◆ **Assigned task 1**:
In the abstract on carpal tunnel surgery, rewrite the passage starting at "Despite strong evidence" and ending at "of receiving surgery.", changing every "CTS" to "carpal tunnel syndrome".
◆ **Assigned task 2**:
In the abstract on carpal tunnel surgery, what share of the included patients went on to have surgery?

◆ **Page extract**:
Despite strong evidence supporting the efficacy of surgical release for carpal tunnel syndrome (CTS), previous studies have suggested that surgery is not performed equally amongst races and sex. The purpose of this study was to investigate potential socioeconomic disparities in the surgical treatment for CTS.
METHODS: Adult patients (≥18) were identified in the New York Statewide Planning and Research Cooperative System database from 2011 to 2018 by diagnosis code for CTS. All carpal tunnel surgery procedures in the outpatient setting were identified using Current Procedural Terminology codes. Using a unique identifier for each patient, the diagnosis data were linked to procedure data. A multivariable logistic regression was performed to assess the impact of patient factors on the likelihood of receiving surgery.
RESULTS: In total, 92,921 patients with CTS were included in the analysis and 30,043 (32.3%) went on to have surgery. Older age and workers compensation insurance had increased the odds of surgery. Feminine gender had lower odds of surgery. Asian, African American, and other races had decreased odds of surgery relative to the White race. Patients of Hispanic ethnicity had decreased odds of surgery compared with non-Hispanic ethnicity. Patients with Medicare, Medicaid, or self-pay insurance were all less likely to undergo surgery relative to private insurance. Higher social deprivation was also associated with decreased odds of surgery.
CONCLUSIONS: Surgical treatment of CTS is unequally distributed amongst gender, race, and socioeconomic status. Additional research is necessary to identify the cause of these disparities to improve equity in patient care.

◆ **Information given**:
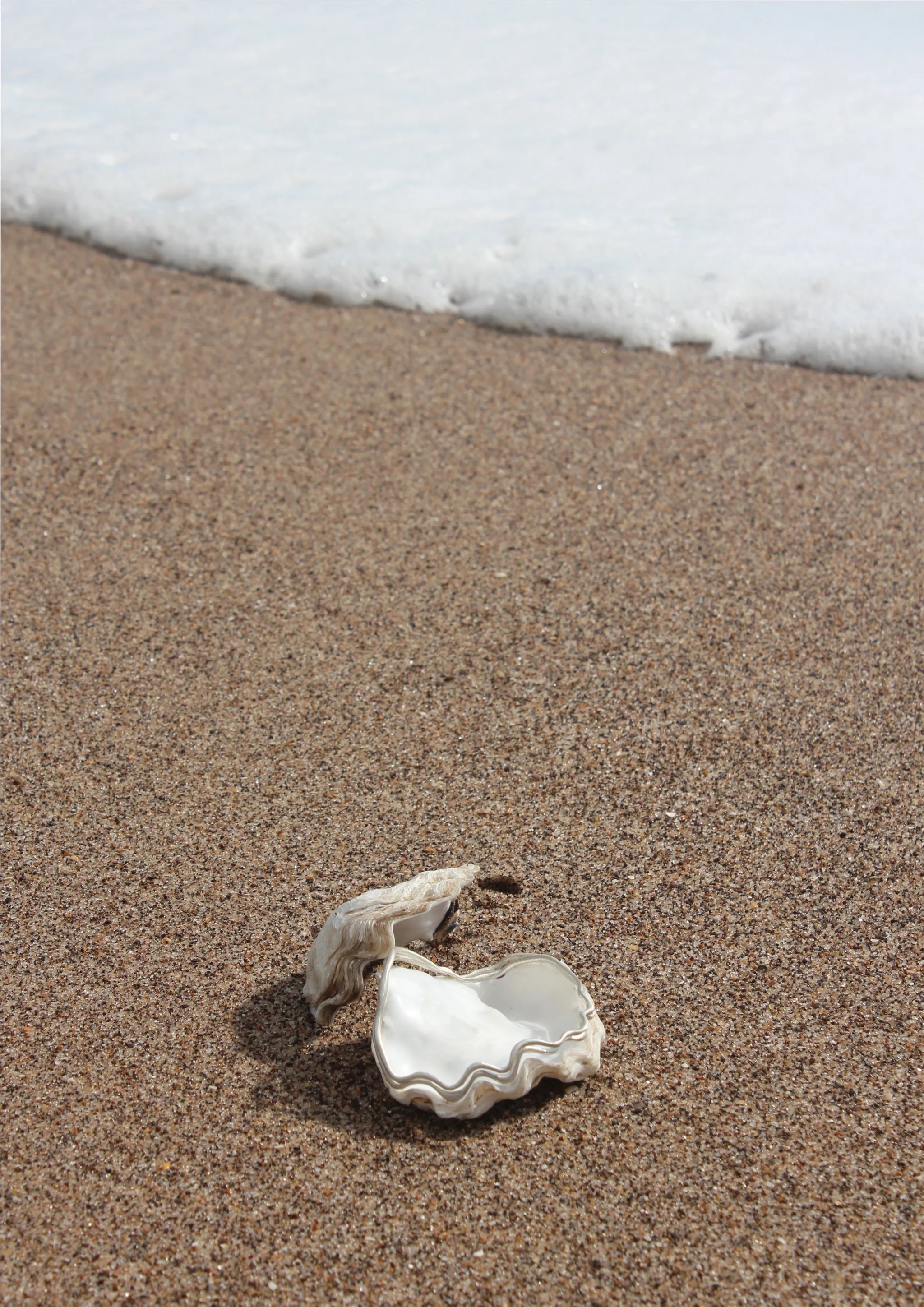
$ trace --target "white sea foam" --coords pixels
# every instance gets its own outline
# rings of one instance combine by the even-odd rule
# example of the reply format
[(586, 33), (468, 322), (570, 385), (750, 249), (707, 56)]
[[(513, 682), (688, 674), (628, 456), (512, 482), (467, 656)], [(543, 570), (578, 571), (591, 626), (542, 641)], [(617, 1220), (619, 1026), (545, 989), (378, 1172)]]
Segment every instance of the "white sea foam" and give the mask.
[(924, 8), (4, 9), (4, 217), (293, 295), (924, 378)]

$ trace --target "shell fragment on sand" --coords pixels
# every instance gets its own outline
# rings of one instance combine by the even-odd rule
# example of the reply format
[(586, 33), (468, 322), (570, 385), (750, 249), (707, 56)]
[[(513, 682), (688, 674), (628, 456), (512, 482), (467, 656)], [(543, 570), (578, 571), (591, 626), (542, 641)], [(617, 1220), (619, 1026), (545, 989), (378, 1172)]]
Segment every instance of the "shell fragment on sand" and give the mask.
[(443, 938), (455, 925), (459, 894), (478, 867), (444, 867), (341, 903), (318, 932), (305, 963), (305, 989), (319, 1026), (358, 999), (366, 968), (395, 945)]
[(392, 1098), (438, 1116), (481, 1116), (546, 1076), (586, 1080), (604, 1038), (582, 982), (548, 954), (456, 975), (395, 948), (382, 968), (375, 1061)]

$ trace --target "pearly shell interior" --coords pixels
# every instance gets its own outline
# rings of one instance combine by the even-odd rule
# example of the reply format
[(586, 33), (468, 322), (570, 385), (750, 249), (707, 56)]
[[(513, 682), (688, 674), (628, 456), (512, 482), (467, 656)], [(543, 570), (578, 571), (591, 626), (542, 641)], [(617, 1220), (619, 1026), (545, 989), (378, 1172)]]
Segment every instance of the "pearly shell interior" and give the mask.
[(593, 1074), (601, 1040), (587, 989), (548, 954), (514, 954), (468, 976), (409, 949), (386, 958), (372, 1052), (399, 1102), (480, 1116), (544, 1076)]

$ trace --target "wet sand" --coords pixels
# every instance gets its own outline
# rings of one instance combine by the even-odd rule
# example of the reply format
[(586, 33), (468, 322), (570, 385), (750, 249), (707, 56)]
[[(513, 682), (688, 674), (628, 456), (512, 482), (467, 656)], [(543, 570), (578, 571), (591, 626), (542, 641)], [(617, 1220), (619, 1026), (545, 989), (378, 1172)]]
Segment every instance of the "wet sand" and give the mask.
[[(924, 388), (4, 231), (4, 1303), (917, 1303)], [(548, 950), (440, 1123), (342, 899)]]

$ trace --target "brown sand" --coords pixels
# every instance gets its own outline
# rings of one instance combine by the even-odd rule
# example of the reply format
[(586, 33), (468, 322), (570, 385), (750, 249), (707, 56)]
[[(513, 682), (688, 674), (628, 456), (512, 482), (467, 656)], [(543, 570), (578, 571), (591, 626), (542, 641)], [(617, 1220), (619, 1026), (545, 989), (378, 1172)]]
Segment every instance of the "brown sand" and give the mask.
[[(920, 1303), (924, 388), (4, 248), (3, 1302)], [(465, 859), (454, 1124), (297, 972)]]

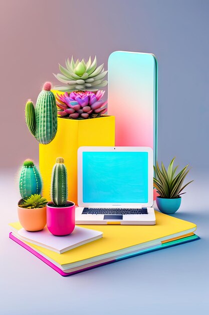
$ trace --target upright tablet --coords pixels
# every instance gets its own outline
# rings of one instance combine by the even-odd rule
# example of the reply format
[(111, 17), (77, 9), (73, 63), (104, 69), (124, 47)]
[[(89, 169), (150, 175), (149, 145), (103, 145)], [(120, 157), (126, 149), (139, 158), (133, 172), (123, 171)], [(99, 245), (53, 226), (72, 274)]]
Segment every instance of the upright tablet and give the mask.
[(115, 51), (108, 59), (108, 115), (115, 145), (150, 146), (157, 158), (157, 62), (152, 54)]

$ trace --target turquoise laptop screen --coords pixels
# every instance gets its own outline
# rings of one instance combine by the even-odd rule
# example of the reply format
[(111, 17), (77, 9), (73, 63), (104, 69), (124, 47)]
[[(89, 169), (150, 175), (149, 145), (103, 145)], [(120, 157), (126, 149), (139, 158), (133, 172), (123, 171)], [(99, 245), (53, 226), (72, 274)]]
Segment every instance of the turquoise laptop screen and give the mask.
[(148, 202), (147, 152), (83, 152), (83, 202)]

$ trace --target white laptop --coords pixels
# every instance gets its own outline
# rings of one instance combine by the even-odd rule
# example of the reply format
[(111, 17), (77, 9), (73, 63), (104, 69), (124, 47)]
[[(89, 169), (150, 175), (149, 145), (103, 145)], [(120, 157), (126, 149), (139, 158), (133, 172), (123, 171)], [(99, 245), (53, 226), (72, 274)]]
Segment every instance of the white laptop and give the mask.
[(155, 224), (153, 169), (150, 147), (80, 147), (76, 224)]

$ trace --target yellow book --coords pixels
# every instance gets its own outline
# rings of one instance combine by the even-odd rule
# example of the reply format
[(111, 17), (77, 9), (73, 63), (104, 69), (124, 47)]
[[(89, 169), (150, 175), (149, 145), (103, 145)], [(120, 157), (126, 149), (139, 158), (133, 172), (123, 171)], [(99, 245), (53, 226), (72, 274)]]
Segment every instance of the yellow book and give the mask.
[[(67, 270), (161, 245), (164, 241), (177, 239), (193, 233), (196, 229), (196, 226), (193, 223), (158, 211), (155, 211), (155, 225), (88, 225), (88, 228), (92, 229), (97, 230), (99, 227), (103, 238), (61, 254), (24, 243), (59, 268)], [(14, 232), (22, 228), (19, 222), (10, 225)], [(86, 225), (79, 226), (87, 228)], [(17, 237), (17, 233), (15, 235)]]

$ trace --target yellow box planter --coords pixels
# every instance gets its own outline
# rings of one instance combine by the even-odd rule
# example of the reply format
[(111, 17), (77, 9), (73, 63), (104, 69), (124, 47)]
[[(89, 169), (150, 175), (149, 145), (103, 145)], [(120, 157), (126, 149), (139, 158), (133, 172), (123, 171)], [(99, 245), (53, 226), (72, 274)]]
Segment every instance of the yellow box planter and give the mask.
[[(105, 116), (105, 115), (104, 115)], [(114, 146), (115, 117), (83, 120), (58, 118), (58, 130), (48, 144), (39, 145), (39, 166), (43, 181), (43, 197), (50, 200), (52, 171), (62, 156), (68, 171), (68, 199), (77, 204), (77, 150), (80, 146)]]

◆ **Written reply 1**:
Despite strong evidence supporting the efficacy of surgical release for carpal tunnel syndrome (carpal tunnel syndrome), previous studies have suggested that surgery is not performed equally amongst races and sex. The purpose of this study was to investigate potential socioeconomic disparities in the surgical treatment for carpal tunnel syndrome.
METHODS: Adult patients (≥18) were identified in the New York Statewide Planning and Research Cooperative System database from 2011 to 2018 by diagnosis code for carpal tunnel syndrome. All carpal tunnel surgery procedures in the outpatient setting were identified using Current Procedural Terminology codes. Using a unique identifier for each patient, the diagnosis data were linked to procedure data. A multivariable logistic regression was performed to assess the impact of patient factors on the likelihood of receiving surgery.

◆ **Written reply 2**:
32.3% (30,043 of 92,921 patients)